::: DATA PROVIDED :::

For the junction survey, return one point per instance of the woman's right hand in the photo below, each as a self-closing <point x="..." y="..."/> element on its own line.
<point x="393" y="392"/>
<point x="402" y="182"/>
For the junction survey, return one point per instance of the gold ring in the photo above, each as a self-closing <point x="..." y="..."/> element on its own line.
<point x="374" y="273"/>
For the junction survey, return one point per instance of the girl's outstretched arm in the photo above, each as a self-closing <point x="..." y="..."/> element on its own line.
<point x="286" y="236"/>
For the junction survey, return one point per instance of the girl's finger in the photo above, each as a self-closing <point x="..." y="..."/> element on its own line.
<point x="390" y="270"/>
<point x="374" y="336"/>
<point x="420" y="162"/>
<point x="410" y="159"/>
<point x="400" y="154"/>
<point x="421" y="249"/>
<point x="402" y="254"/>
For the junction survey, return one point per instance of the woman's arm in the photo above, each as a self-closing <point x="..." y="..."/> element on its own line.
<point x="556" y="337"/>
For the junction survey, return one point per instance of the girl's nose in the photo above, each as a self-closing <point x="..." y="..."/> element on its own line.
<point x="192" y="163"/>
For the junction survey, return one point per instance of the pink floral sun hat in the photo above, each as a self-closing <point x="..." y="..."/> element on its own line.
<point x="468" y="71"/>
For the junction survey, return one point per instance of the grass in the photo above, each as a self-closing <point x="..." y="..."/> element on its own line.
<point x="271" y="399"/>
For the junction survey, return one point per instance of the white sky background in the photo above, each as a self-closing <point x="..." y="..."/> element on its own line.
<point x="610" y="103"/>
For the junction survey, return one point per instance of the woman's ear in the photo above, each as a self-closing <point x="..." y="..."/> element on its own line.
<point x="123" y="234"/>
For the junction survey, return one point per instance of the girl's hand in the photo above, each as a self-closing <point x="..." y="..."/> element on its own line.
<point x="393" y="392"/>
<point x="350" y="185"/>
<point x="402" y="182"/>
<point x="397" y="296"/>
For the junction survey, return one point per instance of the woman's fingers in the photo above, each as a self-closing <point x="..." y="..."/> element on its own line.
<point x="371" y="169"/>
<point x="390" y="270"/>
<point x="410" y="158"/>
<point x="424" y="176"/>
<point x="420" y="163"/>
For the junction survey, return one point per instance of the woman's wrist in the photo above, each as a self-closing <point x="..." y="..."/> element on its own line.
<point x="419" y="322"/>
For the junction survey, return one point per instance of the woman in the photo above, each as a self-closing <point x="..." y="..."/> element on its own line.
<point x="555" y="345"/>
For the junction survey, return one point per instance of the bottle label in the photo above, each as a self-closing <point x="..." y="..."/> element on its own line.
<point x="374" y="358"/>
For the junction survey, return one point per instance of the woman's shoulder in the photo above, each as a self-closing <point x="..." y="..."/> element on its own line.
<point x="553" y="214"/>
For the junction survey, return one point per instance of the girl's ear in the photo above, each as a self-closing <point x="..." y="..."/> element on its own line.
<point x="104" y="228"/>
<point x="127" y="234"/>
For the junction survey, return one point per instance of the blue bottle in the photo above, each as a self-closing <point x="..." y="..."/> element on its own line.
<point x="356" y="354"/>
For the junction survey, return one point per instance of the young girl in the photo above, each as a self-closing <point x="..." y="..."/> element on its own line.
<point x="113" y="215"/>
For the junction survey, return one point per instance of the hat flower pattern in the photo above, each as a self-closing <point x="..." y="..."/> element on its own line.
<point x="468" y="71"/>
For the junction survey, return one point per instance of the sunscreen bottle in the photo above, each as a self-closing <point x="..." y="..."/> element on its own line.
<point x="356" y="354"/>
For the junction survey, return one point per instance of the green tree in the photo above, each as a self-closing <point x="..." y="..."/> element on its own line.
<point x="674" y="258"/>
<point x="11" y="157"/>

:::

EXERCISE INSTRUCTIONS ▸ Repeat each record in full; every line must match exactly.

FINAL RESULT ▸
For the junction survey, return one point per instance of the woman's right hand in the photo below, each as a self-closing <point x="..." y="..."/> element on its own line.
<point x="393" y="392"/>
<point x="402" y="182"/>
For the junction survey, return one point per instance of the gold ring in the photo above, each as a self-closing <point x="..." y="..."/> element on its own line.
<point x="374" y="273"/>
For the junction survey, return one point per instance of the girl's outstretched arm in the photo above, each as a self-closing <point x="..." y="..."/> element on its own line.
<point x="286" y="236"/>
For the junction survey, return one point per instance of the girl's finger in the photo above, each as a self-closing <point x="..." y="..."/> element on its own line.
<point x="390" y="270"/>
<point x="374" y="336"/>
<point x="420" y="162"/>
<point x="410" y="159"/>
<point x="400" y="154"/>
<point x="421" y="249"/>
<point x="402" y="254"/>
For the junction survey, return one point per instance of the woman's arm in the photo above, each as a self-closing <point x="..." y="..."/> element on its own line.
<point x="556" y="337"/>
For the junction survey, return one point per instance of the girl's nose in the photo above, each as a self-closing <point x="..." y="..."/> element on its own line.
<point x="192" y="163"/>
For the junction survey, return one point per instance of the pink floral sun hat in the photo above, each as a self-closing <point x="..." y="..."/> element on its own line.
<point x="468" y="71"/>
For the junction survey, return one point per instance of the grass in the photo above, each as a self-closing <point x="..." y="..."/> element on its own line.
<point x="271" y="399"/>
For the junction survey, return one point per instance of the white sky background in the photo above, each as a self-closing <point x="..." y="..."/> element on its own line.
<point x="610" y="103"/>
For the junction survey, return one point per instance of the woman's ear in the photo above, each as a self-closing <point x="..." y="..."/> element on its own line.
<point x="123" y="234"/>
For the junction survey, return one point per instance of the girl's hand in the photo above, each as a self-closing <point x="..." y="..."/> element on its own line.
<point x="393" y="392"/>
<point x="350" y="185"/>
<point x="402" y="182"/>
<point x="397" y="296"/>
For the junction survey, return one point per instance of the woman's fingers in the photo above, each as a self-closing <point x="..." y="..."/> element on its own line.
<point x="371" y="169"/>
<point x="390" y="270"/>
<point x="410" y="158"/>
<point x="424" y="176"/>
<point x="420" y="163"/>
For the junction survey, return one point per instance of the woman's wrist in the photo above, each as a self-closing <point x="..." y="..."/> element on its own line.
<point x="419" y="322"/>
For the junction survey, return one point per instance of the woman in the photo above, each as a self-closing <point x="..." y="..."/> element on its own line.
<point x="555" y="345"/>
For the junction survey, return one point per instance of the bottle label in the photo above, each as a self-closing <point x="..." y="..."/> element on its own line.
<point x="374" y="358"/>
For the junction survey, return one point per instance of the woman's shoulder in the photo above, each as a self-closing <point x="..." y="..."/> element on its own line.
<point x="553" y="214"/>
For the junction survey, return one point per instance of the girl's ear in the photo above, each as a self-closing <point x="..." y="..."/> element on its own line.
<point x="104" y="228"/>
<point x="127" y="234"/>
For the junction survey, return one point per instance of the blue bottle in the photo above, each as a self-closing <point x="..." y="..."/> element on its own line.
<point x="356" y="354"/>
For the junction survey, return one point per instance of the young girl in the photo above, each as a self-closing <point x="..." y="..."/> element on its own line.
<point x="113" y="215"/>
For the junction survey, return one point per instance of the hat flower pattern in the photo above, each as a self-closing <point x="..." y="..."/> element on its own line.
<point x="468" y="71"/>
For the junction survey, return one point per instance of the sunscreen bottle in the photo above, each as a self-closing <point x="..." y="..."/> element on its own line.
<point x="356" y="354"/>
For the junction survey, return one point per instance of the green tree in the photo above, each as a self-closing <point x="..." y="..."/> element on its own line.
<point x="674" y="258"/>
<point x="11" y="157"/>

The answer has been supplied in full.